**DATA RECORDS**
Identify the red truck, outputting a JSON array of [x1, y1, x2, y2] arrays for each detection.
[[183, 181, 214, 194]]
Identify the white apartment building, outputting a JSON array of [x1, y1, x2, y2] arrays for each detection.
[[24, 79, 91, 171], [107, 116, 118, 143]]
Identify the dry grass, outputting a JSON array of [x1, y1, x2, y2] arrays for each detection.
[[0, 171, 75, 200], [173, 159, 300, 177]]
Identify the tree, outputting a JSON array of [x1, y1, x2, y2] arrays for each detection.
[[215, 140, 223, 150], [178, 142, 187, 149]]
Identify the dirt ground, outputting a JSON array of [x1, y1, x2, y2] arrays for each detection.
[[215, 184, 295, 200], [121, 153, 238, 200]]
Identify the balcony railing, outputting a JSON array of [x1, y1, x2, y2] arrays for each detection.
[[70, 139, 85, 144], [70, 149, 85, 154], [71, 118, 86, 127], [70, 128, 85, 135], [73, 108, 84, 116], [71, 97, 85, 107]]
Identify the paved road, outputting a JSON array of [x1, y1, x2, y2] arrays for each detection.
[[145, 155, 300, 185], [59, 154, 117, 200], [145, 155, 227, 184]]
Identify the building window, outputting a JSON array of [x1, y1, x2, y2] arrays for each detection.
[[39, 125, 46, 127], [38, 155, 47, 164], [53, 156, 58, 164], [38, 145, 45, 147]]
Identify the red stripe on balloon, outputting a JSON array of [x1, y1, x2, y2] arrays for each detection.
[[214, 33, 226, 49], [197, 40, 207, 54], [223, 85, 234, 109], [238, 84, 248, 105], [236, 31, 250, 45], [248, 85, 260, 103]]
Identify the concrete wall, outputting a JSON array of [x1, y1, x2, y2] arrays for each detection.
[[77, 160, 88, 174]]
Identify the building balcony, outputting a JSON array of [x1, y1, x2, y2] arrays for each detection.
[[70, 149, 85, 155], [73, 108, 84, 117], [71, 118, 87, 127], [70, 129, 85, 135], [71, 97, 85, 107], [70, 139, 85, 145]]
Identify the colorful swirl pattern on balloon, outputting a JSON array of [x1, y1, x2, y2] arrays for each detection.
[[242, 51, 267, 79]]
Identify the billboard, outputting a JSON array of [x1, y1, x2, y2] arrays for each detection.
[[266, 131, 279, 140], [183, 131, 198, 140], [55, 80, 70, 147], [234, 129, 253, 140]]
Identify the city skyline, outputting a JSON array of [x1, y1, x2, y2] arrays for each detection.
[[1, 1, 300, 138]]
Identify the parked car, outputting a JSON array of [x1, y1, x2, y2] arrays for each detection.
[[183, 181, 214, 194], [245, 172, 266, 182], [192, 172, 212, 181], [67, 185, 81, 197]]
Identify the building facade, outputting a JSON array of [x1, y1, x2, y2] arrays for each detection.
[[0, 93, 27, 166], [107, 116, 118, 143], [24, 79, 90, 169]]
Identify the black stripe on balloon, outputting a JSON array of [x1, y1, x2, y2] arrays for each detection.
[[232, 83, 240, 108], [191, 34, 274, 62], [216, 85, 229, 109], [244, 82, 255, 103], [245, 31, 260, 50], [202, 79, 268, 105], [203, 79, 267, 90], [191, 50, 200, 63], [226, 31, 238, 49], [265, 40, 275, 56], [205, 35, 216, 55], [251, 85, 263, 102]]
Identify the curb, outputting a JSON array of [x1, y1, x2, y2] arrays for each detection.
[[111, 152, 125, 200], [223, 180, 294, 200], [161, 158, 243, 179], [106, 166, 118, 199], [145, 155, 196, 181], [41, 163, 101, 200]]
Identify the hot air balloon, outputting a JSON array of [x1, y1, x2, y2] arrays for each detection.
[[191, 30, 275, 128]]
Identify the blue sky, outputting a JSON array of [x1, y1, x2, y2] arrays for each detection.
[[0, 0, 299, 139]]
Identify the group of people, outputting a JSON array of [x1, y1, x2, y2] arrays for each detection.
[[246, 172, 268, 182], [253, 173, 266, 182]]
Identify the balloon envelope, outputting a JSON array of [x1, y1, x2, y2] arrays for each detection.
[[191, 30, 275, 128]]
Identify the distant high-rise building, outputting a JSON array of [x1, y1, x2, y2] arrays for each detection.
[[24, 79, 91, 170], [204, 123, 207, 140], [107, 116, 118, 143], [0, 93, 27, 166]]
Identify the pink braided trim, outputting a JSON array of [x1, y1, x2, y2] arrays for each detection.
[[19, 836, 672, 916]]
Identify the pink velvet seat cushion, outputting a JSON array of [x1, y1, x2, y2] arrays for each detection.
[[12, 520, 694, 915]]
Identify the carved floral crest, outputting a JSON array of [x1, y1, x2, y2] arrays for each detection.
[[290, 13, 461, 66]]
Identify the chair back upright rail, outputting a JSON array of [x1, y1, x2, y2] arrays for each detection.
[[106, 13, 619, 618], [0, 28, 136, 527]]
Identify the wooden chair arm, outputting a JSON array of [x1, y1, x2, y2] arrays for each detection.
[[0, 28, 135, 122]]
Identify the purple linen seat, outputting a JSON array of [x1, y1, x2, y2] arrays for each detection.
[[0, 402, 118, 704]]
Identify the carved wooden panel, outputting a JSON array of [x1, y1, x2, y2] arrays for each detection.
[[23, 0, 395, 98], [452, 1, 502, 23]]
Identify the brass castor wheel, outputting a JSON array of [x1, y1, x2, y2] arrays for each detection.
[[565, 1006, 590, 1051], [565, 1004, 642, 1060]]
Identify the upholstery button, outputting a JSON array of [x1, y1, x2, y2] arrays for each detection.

**DIRECTIONS FOR THIS TASK**
Write out, please, all of the material above exactly as written.

**RESULT FOR THIS EXERCISE**
Identify the red truck, outputting a JSON array of [x1, y1, x2, y2] arrays for each detection.
[[183, 181, 214, 194]]
Identify the white apartment building, outputting a JSON array of [x1, y1, x2, y2] arrays for each detection.
[[24, 79, 91, 171], [107, 116, 118, 143]]
Identify the dry grass, outputting a JSON array of [x1, y1, x2, y2] arrays for each detection.
[[0, 171, 75, 200], [173, 159, 300, 177]]
Identify the tree, outputting a JSON array of [x1, y1, x2, y2] arrays for each detection.
[[215, 140, 223, 150], [178, 142, 187, 149]]
Identify the dirt ground, outputting a JSON array of [x1, y1, x2, y2] arrays for each detection.
[[215, 184, 295, 200], [121, 153, 238, 200]]
Identify the balcony railing, outputting a JSON array of [x1, y1, x2, y2] arrays for each detection.
[[70, 139, 85, 144], [70, 149, 85, 154], [71, 118, 86, 127], [70, 128, 85, 135], [73, 108, 84, 116], [71, 97, 85, 107]]
Identify the paved road, outputting a JSON array of [x1, y1, x2, y2] arrays for each detection.
[[145, 155, 300, 185], [59, 154, 117, 200], [145, 155, 227, 184]]
Identify the building window, outputting a JSON array of [x1, y1, x2, y2] arrays for each detection.
[[39, 125, 46, 127], [38, 155, 47, 164], [53, 156, 58, 164], [38, 145, 45, 147]]
Identify the red stripe on balloon, outputting a JSON array of [x1, y1, x2, y2] arrays for each detection.
[[214, 33, 226, 49], [197, 40, 207, 54], [223, 85, 234, 109], [238, 84, 248, 105], [236, 31, 250, 45], [248, 85, 260, 103]]
Identify the concrete wall, outputting a JSON array of [x1, y1, x2, y2] arrays for each detection.
[[77, 160, 88, 174]]
Identify the building balcony, outputting a JSON array of [x1, y1, x2, y2] arrays for each detection.
[[70, 149, 85, 155], [73, 108, 84, 117], [71, 118, 87, 127], [70, 129, 85, 135], [71, 97, 85, 107], [70, 139, 85, 145]]
Identify the colorful swirl pattern on balloon, outputting a JSON array of [x1, y1, x2, y2] arrays for each detection.
[[242, 51, 267, 79]]
Identify the billboard, outputting a JSON array of [x1, y1, x2, y2] arrays for each detection.
[[266, 131, 279, 140], [183, 131, 198, 140], [55, 80, 70, 147], [234, 129, 253, 140]]
Identify the city skyline, outputting a JSON array of [x1, y1, x2, y2] arrays for each detection.
[[1, 1, 300, 138]]
Identify the parked car, outputting a JSON array of [x1, y1, x2, y2] arrays for each detection.
[[183, 181, 214, 194], [245, 172, 266, 182], [192, 172, 212, 181], [67, 185, 81, 197]]
Identify the building facade, outputting a JSON array of [x1, y1, x2, y2] arrays for each detection.
[[0, 93, 27, 166], [107, 116, 118, 143], [24, 79, 90, 169]]
Identify the black stripe on balloon, outputting a JSON array of [x1, y1, x2, y2] arrays for each detection.
[[232, 83, 240, 108], [191, 34, 274, 62], [216, 85, 229, 109], [244, 82, 255, 103], [245, 31, 260, 50], [202, 79, 268, 105], [203, 79, 267, 90], [191, 50, 200, 63], [226, 31, 238, 49], [265, 40, 275, 56], [205, 35, 216, 55], [251, 85, 263, 102]]
Identify the curb, outputting a JSON array of [x1, y1, x2, y2] arrays for each detection.
[[111, 152, 125, 200], [223, 180, 294, 200], [161, 158, 243, 179], [106, 166, 118, 199], [145, 155, 196, 181], [41, 163, 101, 200]]
Identify the hot air balloon, outputting a JSON array of [x1, y1, x2, y2] arrays for each detection.
[[191, 30, 275, 128]]
Identify the blue sky, outputting a JSON array of [x1, y1, x2, y2] arrays for each detection.
[[0, 0, 299, 139]]
Identify the group of people, outputting a JSON array of [x1, y1, x2, y2] arrays for each detection.
[[246, 172, 268, 182], [253, 173, 266, 182]]
Identify the balloon envelope, outputting a JSON array of [x1, y1, x2, y2] arrays for each detection.
[[191, 30, 275, 128]]
Identify the distant high-rise building, outputting a JSON array of [x1, y1, x2, y2] arrays for each detection.
[[24, 79, 91, 170], [204, 123, 207, 140], [107, 116, 118, 143], [0, 93, 27, 166]]
Identify the pink braided trim, outputting a JSON array of [x1, y1, x2, y2] arrays for each detection.
[[19, 836, 672, 916]]
Identify the pink velvet seat cushion, outputting a JSON array of [x1, y1, x2, y2] arrays for each detection.
[[12, 520, 694, 915]]
Identify the carved floral crest, outputting a JSON array of [x1, y1, x2, y2] arrays for each detection.
[[290, 13, 461, 66]]
Identify the chair back upright rail, outputting a JSON array of [x1, y1, x2, y2] arrays for each detection.
[[106, 13, 619, 618], [0, 28, 136, 527]]
Identify the wooden chair arm, outputting a JSON array of [x1, y1, x2, y2] arrays for each detection.
[[0, 28, 135, 122]]
Identify the purple linen seat, outputting a JSON array of [x1, y1, x2, y2] arrays for each detection.
[[0, 402, 118, 704]]
Identify the carved wooden panel, outputting a JSON array of [x1, y1, x2, y2] arrays for each detection.
[[23, 0, 395, 98], [452, 1, 502, 23]]
Identify the brass castor wheel, outputting a JSON array of [x1, y1, x2, y2] arrays for each detection.
[[565, 1006, 590, 1051], [565, 1004, 642, 1060]]
Identify the upholstery button, outputting a JSON array of [x1, y1, x2, y2] arrays for each detection.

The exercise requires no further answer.